DO THIS
Copy the records below exactly, from the line containing "Target: ceiling air vent" through the last line, and leave out every picture.

DATA LINES
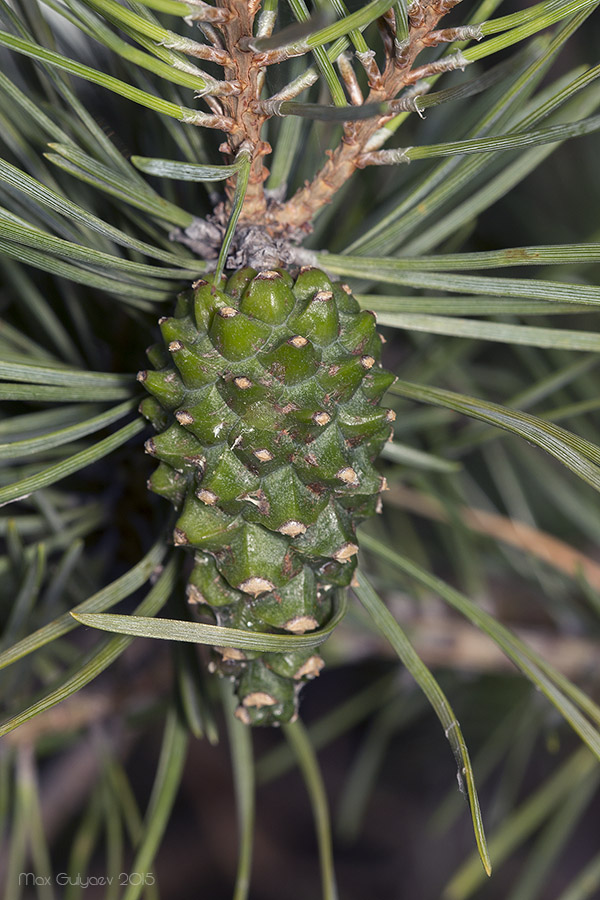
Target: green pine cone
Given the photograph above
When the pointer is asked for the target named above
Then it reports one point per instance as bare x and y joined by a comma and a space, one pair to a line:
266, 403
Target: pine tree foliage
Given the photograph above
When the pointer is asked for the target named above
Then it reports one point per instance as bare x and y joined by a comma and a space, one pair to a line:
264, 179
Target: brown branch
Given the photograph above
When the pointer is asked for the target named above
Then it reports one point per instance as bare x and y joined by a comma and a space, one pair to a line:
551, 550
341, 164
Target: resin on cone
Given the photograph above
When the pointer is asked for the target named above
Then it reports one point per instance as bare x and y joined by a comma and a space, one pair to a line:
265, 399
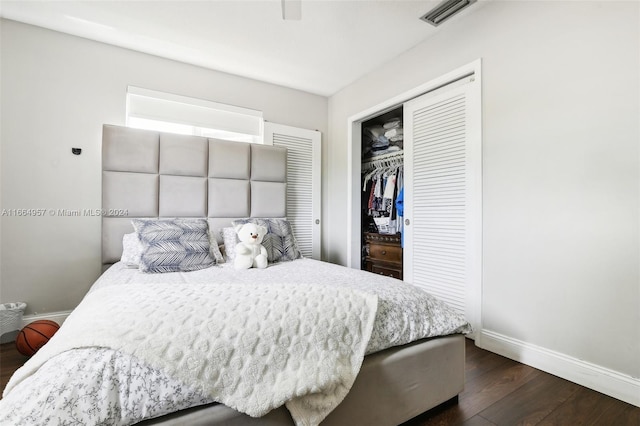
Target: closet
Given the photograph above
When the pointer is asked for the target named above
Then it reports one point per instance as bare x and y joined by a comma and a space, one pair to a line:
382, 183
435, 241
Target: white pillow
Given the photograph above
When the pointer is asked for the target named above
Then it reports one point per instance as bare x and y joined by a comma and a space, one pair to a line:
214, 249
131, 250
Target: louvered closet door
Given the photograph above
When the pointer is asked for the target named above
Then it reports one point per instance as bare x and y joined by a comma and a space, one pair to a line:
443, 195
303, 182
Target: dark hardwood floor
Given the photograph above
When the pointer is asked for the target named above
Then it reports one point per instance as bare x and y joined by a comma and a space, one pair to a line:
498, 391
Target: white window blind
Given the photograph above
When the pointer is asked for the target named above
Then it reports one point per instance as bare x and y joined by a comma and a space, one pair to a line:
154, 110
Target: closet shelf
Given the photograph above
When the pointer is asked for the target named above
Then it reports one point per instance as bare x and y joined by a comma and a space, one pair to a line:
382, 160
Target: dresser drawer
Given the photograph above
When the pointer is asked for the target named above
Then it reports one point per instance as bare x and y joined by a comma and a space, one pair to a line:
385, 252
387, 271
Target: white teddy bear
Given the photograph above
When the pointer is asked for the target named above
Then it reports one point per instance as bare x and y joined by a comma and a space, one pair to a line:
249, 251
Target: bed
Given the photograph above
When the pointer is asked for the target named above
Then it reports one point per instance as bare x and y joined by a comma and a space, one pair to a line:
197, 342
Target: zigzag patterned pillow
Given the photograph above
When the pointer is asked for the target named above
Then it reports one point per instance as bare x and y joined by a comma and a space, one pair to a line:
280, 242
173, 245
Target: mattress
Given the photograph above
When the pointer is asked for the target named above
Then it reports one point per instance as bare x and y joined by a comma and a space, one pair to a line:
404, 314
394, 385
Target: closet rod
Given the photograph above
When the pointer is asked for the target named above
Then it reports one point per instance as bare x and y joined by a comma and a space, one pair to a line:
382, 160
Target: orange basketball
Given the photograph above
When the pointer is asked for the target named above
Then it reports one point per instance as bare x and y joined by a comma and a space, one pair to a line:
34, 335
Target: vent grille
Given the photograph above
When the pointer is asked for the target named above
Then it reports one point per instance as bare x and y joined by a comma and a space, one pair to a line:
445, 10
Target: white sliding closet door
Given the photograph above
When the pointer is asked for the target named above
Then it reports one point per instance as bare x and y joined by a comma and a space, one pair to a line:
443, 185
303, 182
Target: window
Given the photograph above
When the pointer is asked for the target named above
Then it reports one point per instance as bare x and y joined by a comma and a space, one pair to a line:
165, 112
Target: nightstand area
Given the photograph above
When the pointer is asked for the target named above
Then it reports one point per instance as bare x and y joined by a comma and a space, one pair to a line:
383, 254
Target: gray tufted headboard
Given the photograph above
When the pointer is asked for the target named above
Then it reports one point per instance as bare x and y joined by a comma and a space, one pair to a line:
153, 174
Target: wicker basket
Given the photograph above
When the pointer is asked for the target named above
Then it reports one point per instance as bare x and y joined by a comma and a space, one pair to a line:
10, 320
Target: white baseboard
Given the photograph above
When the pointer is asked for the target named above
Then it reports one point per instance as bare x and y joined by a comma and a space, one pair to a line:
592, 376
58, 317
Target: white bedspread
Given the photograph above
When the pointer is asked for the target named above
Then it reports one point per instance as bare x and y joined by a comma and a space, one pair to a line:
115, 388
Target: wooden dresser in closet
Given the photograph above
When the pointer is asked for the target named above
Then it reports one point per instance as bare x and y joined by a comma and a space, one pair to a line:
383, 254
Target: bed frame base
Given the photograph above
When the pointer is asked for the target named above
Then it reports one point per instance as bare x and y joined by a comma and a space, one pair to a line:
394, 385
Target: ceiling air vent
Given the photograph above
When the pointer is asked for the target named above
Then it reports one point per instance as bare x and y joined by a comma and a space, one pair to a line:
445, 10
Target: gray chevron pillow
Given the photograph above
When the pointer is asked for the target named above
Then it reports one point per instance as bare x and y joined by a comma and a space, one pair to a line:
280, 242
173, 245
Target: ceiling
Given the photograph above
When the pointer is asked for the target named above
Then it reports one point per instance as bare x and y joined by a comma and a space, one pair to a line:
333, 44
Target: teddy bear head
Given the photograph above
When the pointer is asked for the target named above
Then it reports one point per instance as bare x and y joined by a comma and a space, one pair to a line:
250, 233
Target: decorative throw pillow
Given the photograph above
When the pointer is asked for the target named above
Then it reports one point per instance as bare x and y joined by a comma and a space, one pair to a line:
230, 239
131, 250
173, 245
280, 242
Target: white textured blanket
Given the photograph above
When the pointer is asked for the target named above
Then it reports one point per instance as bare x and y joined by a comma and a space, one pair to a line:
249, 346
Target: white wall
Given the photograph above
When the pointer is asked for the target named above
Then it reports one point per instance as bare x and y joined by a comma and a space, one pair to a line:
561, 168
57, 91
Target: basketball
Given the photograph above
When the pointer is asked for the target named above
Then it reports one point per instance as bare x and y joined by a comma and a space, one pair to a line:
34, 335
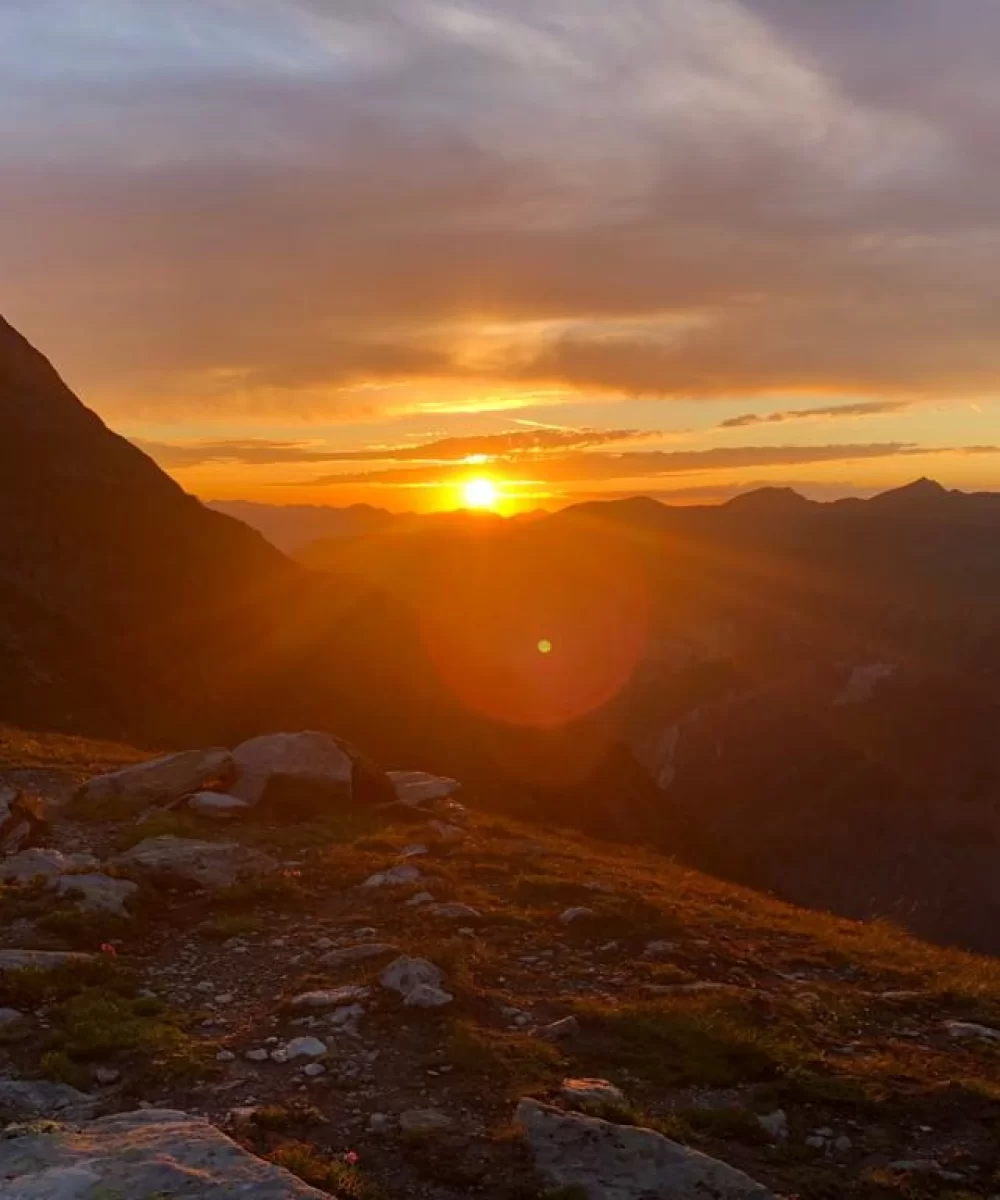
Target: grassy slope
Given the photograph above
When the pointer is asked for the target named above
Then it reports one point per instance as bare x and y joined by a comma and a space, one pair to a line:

FINAL ANSWER
Target: ceiling air vent
Given the photograph above
When the pointer is asked for the target named above
Then it reports one point per instance as bare x and y joined by a comma and a space, one pair to a line:
445, 10
Target: gray chevron pillow
Given the photograph above
When the pointer is asked for the target named above
Then it reports one point per instance as bare x and y joined by a comma and a space, one pair to a line:
280, 242
173, 245
Target: ceiling
Given the photograph above
When the pointer is asked for the target named above
Then it reports one point per instance as bare x and y joined by a comma and a space, one pair to a line:
333, 44
Target: teddy bear head
Given the photograph above
When the pointer is asked for the target named above
Then it reports one point per instance as bare x and y joined by a comma and a space, one pair to a line:
250, 233
Target: decorative throw pillow
Given the photograph above
When the pointer is asked for the target named above
Then it reports one point per instance as bare x and y joined by a comma and a space, one pair to a line:
230, 239
131, 250
173, 245
280, 242
Target: white textured blanket
Given the photograph above
When the pointer is asked for the target named above
Then it reports one point per instance as bare x and y joined by a comma and a space, one pair to a line:
249, 346
Target: white wall
Given the photograph above
When the pointer is asked for the target named above
Then it reports one point per instance as bare x and y joined by a comma and a space, one pair to a line:
561, 168
57, 91
Target: basketball
Given the photograph above
When the pointer is asked for the target named above
Then it reports one point per instance as bare x and y joined by a comma and a space, one pair to a line:
34, 335
Target: grassy slope
Given the photograph above
When the pointer is asked for the target named above
Then it reports one point per instance as bare x and y joined by a comma and a space, one pair to a line:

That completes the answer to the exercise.